* WHAT IS NEEDED *
Transcribe the stretch of entries below from the line with "like (191, 88)." through the line with "like (200, 297).", exactly and with both ends included; leave out all other lines.

* INPUT FOR THIS TASK *
+---+

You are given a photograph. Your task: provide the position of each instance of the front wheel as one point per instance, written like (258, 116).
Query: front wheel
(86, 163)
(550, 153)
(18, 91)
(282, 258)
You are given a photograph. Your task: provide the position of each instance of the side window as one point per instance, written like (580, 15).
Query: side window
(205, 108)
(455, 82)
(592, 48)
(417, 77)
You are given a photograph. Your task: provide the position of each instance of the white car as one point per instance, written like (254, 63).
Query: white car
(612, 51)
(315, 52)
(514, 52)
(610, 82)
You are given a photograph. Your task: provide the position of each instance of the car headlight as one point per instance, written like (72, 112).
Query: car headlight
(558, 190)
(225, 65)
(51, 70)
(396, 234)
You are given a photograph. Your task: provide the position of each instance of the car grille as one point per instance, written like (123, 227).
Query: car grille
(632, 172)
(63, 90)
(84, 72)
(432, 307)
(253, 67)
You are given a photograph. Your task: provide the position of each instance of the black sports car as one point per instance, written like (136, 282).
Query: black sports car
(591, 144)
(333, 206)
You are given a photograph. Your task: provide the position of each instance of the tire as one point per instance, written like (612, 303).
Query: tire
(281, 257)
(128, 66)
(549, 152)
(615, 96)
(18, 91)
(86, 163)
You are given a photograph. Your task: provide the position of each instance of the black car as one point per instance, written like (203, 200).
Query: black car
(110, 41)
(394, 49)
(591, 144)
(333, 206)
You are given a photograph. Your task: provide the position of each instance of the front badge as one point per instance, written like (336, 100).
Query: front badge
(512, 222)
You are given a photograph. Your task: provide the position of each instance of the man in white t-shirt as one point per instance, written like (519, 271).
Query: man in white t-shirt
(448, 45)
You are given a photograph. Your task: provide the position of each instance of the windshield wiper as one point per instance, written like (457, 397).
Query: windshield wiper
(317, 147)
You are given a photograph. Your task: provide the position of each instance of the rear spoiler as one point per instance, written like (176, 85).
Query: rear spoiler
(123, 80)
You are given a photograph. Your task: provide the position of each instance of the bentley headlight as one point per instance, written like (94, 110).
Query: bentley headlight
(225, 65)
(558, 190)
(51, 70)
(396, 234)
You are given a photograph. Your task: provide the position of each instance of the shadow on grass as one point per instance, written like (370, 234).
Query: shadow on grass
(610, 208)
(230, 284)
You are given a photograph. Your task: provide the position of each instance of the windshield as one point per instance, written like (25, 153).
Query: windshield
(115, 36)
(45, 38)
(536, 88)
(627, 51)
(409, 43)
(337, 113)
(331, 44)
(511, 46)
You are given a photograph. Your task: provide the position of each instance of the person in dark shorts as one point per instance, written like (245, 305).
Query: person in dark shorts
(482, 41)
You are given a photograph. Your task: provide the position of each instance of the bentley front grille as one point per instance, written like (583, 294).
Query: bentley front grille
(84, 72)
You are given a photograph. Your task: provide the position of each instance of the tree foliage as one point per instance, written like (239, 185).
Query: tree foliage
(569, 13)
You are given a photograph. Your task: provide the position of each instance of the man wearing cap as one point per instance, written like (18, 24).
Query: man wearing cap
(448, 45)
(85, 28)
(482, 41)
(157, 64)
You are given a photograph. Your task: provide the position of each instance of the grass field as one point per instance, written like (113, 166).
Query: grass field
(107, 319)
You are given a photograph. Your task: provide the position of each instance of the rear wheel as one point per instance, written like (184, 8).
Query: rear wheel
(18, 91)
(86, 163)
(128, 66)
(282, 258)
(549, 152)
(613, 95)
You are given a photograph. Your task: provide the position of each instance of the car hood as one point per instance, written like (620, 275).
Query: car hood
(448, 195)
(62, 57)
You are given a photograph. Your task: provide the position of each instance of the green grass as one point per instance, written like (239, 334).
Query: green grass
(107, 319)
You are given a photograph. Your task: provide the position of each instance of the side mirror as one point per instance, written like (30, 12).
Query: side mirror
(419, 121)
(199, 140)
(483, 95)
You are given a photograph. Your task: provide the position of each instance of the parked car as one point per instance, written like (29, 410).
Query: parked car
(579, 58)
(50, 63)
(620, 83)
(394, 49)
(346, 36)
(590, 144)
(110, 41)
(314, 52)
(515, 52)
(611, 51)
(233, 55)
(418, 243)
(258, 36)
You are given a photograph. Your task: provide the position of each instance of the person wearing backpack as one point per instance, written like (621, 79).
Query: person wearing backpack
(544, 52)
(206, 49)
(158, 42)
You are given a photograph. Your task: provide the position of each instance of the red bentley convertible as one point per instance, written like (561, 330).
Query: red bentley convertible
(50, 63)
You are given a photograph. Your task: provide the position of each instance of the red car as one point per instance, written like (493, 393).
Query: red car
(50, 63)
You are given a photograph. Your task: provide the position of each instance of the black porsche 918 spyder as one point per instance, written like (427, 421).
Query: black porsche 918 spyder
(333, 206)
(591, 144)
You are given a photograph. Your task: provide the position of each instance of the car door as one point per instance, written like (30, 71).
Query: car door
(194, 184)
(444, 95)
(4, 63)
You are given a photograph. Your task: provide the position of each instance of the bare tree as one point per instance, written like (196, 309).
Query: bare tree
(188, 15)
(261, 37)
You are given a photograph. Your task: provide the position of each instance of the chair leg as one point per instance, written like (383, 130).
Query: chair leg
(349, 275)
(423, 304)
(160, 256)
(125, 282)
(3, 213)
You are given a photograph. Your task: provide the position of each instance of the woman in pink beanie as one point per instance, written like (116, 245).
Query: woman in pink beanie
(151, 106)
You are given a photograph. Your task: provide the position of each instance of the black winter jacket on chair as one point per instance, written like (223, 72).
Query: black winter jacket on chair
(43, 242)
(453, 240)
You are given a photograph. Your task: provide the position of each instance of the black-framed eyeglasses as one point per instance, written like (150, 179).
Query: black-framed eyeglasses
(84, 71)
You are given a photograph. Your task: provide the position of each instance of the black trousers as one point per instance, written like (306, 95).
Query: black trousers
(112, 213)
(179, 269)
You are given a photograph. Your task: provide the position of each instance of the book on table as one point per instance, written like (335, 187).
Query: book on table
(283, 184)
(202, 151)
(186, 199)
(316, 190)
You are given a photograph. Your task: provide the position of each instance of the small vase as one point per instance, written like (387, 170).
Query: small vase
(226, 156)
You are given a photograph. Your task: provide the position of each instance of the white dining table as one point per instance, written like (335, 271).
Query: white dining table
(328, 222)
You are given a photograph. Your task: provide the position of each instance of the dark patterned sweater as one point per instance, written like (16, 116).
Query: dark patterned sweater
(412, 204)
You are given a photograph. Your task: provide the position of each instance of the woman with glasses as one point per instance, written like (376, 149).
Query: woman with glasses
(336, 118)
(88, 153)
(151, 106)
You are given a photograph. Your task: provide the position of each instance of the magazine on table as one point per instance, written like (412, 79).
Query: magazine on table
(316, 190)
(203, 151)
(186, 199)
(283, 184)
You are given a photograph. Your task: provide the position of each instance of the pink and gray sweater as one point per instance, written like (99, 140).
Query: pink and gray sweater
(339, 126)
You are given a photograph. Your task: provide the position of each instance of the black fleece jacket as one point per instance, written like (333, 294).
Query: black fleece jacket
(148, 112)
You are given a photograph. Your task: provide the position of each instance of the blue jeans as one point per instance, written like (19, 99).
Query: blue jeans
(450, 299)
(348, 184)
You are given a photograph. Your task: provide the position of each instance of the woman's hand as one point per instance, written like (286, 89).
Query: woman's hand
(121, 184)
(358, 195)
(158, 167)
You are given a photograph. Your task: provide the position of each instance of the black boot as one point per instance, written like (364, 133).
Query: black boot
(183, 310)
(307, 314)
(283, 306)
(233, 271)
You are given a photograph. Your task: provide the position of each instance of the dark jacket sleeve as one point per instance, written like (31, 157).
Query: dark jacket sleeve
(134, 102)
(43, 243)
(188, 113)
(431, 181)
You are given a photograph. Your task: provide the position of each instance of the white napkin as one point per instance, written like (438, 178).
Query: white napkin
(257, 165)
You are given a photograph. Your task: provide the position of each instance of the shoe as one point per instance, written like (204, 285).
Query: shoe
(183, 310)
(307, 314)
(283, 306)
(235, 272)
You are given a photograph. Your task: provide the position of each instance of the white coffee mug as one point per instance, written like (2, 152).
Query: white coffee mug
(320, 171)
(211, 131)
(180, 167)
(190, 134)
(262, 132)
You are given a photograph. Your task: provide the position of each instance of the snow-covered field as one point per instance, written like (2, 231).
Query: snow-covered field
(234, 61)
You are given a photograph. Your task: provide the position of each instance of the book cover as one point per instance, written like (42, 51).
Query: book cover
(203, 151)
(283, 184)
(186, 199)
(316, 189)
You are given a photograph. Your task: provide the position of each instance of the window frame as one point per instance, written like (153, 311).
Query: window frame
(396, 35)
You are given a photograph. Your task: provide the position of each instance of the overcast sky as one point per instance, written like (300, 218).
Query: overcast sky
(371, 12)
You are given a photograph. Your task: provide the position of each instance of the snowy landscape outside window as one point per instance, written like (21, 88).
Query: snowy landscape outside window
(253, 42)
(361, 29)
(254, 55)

+---+

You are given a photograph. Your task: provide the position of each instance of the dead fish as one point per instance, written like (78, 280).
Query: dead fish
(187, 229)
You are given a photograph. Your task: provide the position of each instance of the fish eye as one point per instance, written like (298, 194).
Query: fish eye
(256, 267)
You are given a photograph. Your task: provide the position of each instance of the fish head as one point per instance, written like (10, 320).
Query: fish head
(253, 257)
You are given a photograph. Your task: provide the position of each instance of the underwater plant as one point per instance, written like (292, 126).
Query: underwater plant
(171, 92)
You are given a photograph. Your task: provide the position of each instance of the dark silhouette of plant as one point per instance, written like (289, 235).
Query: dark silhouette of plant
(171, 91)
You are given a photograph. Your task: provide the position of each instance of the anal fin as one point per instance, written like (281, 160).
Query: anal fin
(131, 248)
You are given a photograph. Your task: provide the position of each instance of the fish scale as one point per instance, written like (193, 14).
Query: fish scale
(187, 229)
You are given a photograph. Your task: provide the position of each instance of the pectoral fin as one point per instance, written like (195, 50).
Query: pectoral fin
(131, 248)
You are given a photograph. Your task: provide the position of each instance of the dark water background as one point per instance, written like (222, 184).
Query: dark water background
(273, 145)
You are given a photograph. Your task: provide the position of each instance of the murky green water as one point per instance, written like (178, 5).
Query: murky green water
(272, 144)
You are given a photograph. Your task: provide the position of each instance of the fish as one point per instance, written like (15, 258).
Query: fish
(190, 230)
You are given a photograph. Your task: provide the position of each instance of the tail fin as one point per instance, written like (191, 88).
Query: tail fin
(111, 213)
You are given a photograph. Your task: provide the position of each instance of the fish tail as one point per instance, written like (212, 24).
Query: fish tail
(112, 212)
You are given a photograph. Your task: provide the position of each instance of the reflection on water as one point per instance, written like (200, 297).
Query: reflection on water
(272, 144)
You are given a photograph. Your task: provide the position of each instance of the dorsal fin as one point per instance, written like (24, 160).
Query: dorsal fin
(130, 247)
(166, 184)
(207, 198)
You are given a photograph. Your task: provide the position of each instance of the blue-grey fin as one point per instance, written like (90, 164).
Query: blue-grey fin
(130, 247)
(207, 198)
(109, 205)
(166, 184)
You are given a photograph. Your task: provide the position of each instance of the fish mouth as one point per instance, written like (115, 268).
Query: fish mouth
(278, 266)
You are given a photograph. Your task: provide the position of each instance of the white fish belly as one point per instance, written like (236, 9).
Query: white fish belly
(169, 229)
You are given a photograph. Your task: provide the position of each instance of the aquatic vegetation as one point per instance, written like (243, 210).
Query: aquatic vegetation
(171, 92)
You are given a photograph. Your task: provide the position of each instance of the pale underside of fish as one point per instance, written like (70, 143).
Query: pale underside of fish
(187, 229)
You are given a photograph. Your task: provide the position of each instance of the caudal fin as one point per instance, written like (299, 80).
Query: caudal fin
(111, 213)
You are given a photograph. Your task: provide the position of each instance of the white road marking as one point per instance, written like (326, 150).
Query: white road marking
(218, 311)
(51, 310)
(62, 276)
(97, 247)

+---+

* RESULT OF THIS EXERCISE *
You are given a photograph. Your task: provide the position of each instance of the tail fin as one point per instance, written like (191, 88).
Query: tail fin
(111, 213)
You are given a photograph. Your task: provide the position of each instance of the fish tail as one point per instance, written like (212, 24).
Query: fish tail
(112, 212)
You are given a photograph. Your task: provide the position of each instance of the reflection on water as one point per instance, written like (200, 297).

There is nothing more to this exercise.